• _REQUIREMENTS_: Identify each of the lines below that contains the string "pants", and copy those lines in full.

Excerpts of labeled region data
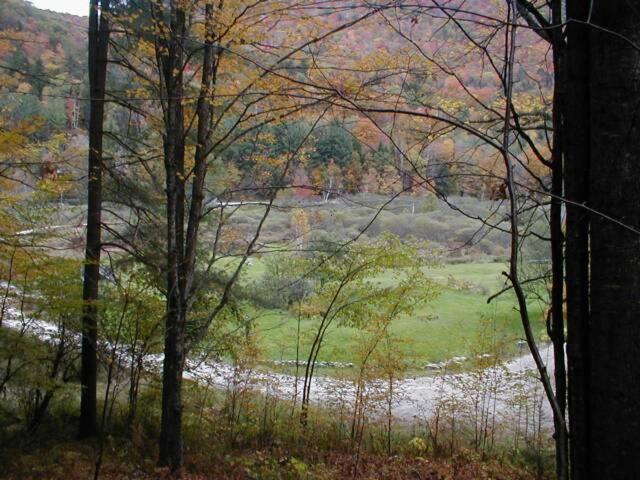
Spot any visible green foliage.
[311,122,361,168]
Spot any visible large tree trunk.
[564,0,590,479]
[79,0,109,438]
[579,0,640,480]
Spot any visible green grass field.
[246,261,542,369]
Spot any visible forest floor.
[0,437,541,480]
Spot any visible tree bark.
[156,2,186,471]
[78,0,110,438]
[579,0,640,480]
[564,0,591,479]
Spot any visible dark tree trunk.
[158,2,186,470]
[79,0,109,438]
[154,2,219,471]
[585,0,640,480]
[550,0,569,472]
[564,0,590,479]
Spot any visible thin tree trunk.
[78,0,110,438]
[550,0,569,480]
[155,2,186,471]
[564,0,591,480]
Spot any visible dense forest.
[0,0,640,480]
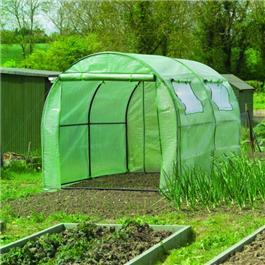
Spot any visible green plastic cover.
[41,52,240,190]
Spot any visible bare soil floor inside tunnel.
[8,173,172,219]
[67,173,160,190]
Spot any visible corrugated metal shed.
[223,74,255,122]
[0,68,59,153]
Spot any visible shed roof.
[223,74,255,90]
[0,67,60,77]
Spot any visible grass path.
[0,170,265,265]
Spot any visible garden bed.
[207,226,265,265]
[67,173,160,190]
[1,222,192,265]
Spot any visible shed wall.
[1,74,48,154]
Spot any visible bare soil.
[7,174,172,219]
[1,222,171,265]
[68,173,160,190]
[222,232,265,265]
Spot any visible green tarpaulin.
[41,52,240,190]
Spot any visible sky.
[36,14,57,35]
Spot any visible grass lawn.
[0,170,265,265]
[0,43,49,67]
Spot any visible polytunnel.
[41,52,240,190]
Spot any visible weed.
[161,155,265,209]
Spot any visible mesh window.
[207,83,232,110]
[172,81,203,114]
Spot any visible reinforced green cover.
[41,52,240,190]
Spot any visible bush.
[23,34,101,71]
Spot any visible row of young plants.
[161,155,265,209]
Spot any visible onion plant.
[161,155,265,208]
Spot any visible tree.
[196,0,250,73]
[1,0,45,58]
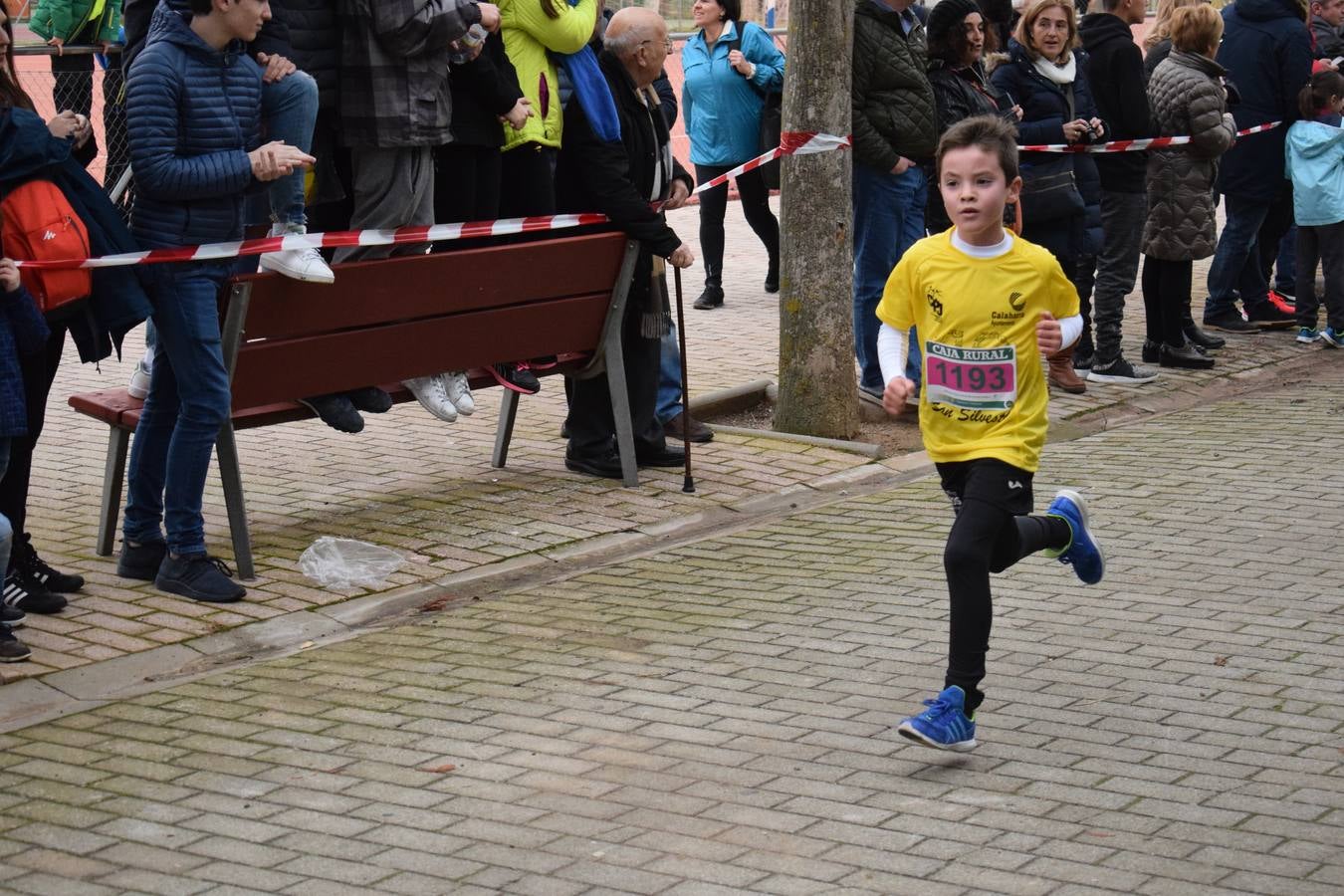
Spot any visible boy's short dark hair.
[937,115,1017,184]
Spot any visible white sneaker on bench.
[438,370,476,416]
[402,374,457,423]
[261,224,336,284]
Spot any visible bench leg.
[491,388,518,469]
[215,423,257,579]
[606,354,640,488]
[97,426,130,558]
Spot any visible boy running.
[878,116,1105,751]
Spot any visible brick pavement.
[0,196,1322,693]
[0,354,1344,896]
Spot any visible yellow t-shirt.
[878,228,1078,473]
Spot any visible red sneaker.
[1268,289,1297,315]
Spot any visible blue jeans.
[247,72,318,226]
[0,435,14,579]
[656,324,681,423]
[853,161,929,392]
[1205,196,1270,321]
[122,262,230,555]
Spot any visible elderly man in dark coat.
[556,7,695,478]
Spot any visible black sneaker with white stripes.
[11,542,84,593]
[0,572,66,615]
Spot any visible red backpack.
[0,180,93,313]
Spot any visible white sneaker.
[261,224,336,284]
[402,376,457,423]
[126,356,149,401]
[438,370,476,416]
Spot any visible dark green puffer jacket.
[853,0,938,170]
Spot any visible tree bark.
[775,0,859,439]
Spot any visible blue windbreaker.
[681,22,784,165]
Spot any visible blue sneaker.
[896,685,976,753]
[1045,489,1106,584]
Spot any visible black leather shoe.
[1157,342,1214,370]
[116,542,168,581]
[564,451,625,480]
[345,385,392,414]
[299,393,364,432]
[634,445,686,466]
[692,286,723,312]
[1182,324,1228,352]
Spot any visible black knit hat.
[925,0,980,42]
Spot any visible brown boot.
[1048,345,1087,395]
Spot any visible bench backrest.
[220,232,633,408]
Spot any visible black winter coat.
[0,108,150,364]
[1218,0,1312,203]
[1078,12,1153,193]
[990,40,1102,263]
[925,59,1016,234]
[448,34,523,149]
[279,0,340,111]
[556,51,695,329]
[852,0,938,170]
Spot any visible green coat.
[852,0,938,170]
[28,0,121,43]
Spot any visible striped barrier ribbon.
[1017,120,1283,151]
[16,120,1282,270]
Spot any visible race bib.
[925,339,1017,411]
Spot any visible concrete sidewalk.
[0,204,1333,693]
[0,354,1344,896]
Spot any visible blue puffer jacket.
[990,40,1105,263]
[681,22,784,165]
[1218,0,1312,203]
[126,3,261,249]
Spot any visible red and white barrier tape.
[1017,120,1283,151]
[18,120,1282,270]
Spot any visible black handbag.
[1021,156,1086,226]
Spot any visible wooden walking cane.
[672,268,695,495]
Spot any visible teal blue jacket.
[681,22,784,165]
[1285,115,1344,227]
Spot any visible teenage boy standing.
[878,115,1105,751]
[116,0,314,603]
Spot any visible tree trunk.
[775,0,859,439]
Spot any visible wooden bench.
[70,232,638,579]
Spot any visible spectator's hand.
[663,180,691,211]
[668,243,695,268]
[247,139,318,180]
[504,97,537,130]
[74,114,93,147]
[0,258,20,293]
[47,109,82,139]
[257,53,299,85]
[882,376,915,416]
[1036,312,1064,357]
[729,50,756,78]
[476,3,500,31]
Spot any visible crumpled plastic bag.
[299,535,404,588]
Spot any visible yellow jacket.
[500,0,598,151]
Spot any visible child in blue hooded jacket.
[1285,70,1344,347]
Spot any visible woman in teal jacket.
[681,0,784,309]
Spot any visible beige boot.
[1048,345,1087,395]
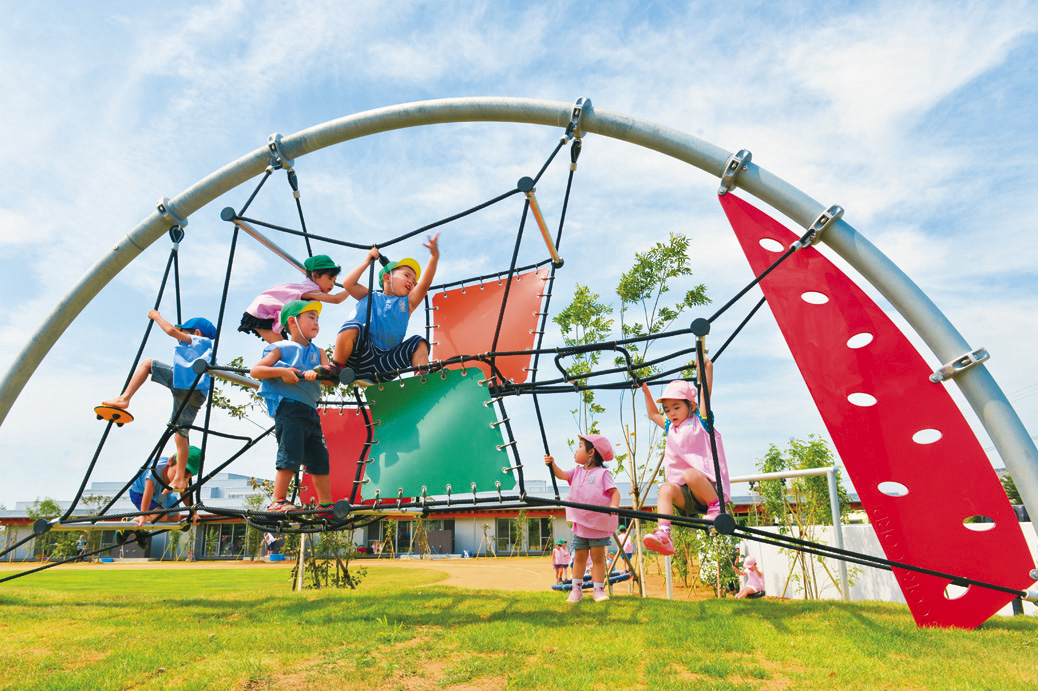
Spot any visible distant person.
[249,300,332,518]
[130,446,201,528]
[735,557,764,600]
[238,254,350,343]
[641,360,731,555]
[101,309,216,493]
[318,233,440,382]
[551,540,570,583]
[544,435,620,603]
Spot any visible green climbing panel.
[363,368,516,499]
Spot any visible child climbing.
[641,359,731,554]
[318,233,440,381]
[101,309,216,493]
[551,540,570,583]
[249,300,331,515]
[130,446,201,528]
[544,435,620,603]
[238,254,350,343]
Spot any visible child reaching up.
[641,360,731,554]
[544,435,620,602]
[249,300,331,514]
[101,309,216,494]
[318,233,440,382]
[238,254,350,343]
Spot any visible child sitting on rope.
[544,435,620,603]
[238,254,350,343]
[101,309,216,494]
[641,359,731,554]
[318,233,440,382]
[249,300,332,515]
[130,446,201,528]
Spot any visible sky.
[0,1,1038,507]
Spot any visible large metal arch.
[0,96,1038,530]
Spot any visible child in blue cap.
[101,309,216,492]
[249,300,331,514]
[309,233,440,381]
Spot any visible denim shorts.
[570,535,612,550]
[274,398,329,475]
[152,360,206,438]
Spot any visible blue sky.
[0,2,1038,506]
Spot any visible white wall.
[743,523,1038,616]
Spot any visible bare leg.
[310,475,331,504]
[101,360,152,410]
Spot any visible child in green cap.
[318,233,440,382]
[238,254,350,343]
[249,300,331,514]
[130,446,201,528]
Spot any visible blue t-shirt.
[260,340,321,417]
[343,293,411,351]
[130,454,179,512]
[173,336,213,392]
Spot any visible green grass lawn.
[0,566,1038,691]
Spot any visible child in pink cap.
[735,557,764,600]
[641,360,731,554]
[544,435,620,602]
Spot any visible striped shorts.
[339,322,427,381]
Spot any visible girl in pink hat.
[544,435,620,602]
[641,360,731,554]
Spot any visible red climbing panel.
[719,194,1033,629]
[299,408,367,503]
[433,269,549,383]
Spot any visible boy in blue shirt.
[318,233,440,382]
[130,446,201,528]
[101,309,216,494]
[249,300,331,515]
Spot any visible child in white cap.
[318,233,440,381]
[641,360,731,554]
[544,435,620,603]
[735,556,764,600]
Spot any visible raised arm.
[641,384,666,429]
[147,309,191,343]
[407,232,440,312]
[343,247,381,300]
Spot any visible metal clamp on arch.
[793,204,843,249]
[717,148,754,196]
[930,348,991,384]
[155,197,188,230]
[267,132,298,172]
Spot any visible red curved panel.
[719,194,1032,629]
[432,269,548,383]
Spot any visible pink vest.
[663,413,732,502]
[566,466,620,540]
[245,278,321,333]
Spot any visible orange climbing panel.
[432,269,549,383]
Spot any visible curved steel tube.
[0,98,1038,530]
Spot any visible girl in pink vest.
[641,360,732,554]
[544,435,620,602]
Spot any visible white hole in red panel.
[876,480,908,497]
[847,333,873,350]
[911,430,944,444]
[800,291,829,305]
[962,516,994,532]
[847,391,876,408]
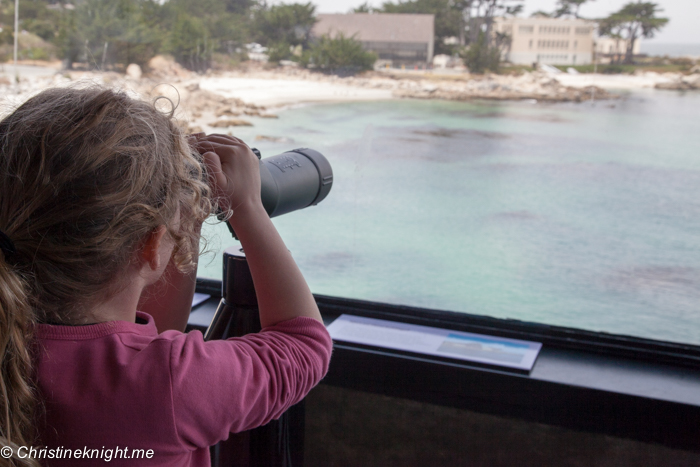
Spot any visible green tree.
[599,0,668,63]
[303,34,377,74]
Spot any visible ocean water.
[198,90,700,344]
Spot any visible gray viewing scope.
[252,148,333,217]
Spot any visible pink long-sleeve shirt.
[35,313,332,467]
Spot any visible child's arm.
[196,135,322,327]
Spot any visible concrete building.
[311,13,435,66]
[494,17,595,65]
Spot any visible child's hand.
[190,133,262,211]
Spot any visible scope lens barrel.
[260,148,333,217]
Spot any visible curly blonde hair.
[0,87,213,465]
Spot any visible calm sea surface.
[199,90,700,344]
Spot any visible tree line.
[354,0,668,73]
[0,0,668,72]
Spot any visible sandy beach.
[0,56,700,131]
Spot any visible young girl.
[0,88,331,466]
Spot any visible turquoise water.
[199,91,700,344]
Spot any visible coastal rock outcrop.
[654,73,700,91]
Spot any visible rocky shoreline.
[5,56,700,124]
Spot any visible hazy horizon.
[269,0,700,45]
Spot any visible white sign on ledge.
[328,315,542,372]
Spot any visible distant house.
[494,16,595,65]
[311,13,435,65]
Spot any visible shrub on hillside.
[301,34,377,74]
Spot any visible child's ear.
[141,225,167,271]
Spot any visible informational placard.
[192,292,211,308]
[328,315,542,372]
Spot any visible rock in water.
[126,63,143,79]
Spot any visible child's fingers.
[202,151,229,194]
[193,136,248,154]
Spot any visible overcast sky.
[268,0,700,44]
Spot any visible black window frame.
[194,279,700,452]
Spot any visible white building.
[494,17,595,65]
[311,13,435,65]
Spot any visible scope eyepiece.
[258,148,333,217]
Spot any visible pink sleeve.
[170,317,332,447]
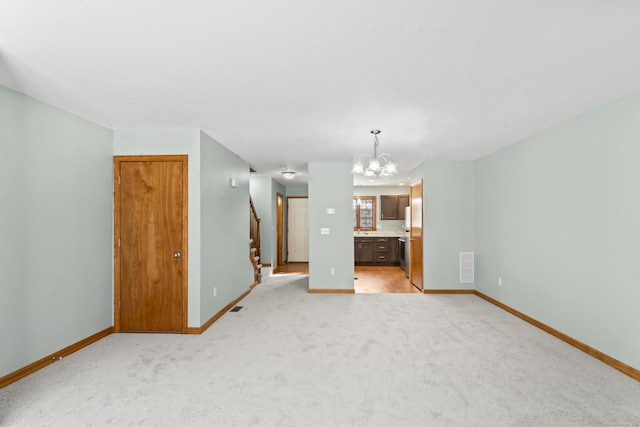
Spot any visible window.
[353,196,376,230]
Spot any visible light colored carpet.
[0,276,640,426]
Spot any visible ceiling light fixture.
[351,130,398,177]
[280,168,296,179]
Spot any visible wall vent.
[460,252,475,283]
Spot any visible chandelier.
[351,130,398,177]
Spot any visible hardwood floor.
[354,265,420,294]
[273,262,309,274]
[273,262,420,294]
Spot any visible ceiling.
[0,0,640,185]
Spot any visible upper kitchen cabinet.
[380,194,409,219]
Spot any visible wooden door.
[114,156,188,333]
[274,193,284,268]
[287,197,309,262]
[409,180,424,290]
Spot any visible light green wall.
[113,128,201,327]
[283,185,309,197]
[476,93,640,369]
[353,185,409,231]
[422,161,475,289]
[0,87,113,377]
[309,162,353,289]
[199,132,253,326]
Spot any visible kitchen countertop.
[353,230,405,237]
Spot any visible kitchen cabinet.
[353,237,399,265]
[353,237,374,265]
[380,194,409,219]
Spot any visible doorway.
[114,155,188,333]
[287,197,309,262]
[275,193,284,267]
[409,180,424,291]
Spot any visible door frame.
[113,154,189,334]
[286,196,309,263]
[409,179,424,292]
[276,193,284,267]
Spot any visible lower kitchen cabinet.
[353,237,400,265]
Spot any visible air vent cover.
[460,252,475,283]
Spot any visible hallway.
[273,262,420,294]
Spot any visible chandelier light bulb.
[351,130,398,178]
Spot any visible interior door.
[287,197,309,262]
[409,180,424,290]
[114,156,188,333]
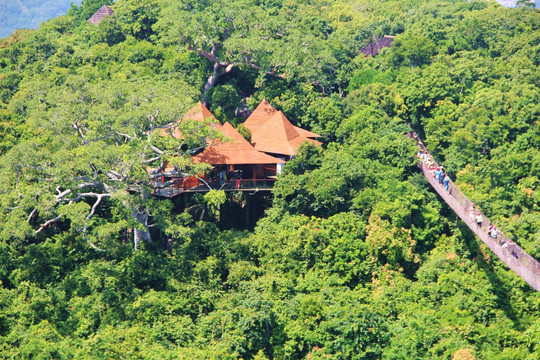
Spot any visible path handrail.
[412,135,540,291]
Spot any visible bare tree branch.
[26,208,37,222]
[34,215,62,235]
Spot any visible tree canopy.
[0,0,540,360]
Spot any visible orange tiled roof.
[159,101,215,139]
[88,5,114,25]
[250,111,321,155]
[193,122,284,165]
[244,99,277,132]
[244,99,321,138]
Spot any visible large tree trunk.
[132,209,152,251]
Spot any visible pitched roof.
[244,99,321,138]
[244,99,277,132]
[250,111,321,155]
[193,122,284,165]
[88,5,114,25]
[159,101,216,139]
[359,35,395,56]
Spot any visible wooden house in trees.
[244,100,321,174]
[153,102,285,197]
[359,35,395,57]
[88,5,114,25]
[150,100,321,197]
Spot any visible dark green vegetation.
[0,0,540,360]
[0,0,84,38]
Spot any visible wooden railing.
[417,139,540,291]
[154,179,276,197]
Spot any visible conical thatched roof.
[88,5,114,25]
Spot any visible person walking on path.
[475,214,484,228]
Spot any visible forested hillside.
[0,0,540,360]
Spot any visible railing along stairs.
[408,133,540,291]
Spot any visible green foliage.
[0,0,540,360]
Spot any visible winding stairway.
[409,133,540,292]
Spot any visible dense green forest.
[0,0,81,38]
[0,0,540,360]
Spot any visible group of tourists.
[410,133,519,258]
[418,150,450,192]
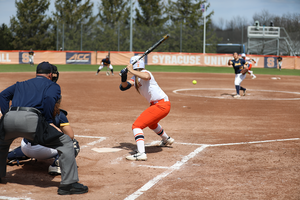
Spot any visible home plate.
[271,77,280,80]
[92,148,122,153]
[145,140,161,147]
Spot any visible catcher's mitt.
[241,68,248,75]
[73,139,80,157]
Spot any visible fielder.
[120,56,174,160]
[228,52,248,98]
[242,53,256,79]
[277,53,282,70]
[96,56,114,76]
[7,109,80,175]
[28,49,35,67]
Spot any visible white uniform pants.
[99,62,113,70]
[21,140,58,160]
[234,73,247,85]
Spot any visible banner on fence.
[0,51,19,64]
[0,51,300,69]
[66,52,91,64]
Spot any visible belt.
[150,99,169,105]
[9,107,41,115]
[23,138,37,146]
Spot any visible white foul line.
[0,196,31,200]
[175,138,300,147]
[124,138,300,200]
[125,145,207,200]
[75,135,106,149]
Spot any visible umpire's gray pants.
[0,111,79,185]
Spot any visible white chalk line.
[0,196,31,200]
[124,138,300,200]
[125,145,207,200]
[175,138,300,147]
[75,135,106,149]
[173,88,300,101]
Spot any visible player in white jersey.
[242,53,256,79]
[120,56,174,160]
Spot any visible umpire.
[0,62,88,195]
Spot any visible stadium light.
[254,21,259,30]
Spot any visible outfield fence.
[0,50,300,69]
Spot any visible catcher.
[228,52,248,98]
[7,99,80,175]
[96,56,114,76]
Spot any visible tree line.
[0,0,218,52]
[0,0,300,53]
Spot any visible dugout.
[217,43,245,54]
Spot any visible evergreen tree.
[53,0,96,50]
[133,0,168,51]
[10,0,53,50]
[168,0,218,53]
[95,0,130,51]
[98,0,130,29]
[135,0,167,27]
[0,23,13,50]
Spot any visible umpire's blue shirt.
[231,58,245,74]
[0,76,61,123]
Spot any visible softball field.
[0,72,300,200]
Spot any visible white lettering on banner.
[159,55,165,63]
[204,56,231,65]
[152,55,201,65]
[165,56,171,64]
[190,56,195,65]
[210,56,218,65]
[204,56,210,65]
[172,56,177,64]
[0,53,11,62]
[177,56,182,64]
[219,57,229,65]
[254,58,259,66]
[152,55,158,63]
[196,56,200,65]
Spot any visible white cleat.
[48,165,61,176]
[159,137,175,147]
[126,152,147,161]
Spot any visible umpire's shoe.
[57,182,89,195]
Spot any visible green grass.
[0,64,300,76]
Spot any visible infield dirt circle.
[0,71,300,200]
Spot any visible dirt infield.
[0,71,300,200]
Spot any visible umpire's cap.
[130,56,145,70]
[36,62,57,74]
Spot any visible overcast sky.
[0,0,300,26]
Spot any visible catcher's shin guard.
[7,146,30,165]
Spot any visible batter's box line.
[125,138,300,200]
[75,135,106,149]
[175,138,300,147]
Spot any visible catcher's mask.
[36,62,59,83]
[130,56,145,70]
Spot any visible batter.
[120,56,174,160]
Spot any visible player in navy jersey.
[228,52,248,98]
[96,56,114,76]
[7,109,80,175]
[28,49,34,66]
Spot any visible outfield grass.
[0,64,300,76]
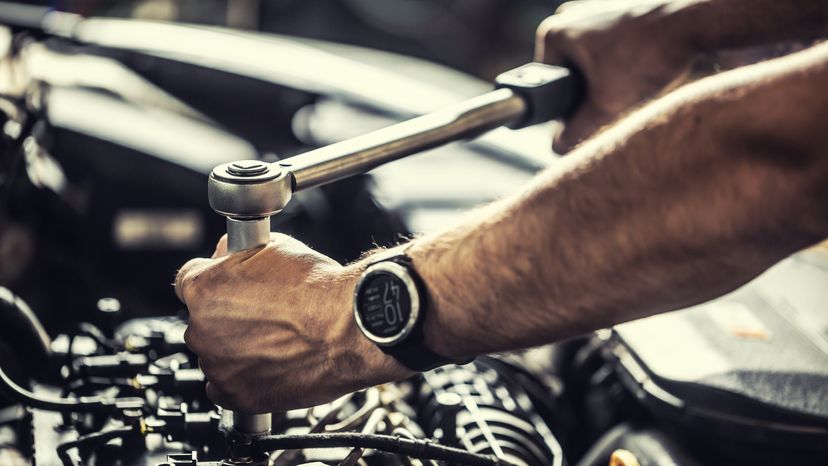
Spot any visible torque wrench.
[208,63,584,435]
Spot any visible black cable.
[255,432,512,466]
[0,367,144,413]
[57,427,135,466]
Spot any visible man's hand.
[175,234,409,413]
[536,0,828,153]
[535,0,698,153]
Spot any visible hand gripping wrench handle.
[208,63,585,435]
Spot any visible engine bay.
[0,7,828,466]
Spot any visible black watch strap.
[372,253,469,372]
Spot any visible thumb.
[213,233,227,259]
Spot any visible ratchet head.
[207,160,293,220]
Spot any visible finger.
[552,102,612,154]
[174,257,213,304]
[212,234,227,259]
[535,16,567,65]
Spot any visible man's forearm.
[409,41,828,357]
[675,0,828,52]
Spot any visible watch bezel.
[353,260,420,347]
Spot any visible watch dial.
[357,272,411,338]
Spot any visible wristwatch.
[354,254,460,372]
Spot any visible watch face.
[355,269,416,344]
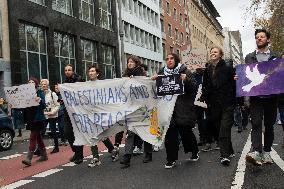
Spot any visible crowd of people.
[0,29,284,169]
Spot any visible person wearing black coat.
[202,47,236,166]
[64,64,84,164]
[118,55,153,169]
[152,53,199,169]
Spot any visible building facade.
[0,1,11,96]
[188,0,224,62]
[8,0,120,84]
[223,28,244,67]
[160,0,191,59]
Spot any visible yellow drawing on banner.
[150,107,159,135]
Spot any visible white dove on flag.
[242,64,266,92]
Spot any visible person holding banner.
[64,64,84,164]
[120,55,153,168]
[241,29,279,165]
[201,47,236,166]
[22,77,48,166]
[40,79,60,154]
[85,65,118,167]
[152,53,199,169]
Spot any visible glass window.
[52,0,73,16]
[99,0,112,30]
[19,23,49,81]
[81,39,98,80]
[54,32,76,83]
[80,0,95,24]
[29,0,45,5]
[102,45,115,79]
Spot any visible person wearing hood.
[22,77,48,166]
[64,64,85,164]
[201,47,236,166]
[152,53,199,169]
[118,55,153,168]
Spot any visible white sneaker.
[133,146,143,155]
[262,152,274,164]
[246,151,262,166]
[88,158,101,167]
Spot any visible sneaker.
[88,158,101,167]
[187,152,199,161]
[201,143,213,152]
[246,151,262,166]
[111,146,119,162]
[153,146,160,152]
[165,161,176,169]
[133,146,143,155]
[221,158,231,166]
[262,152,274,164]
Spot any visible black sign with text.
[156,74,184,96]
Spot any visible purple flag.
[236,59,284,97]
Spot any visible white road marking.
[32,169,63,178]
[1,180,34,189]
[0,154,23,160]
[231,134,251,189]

• _FINISHED ANSWER_:
Spot any visible white uniform pants.
Spot any visible umpire's gray pants.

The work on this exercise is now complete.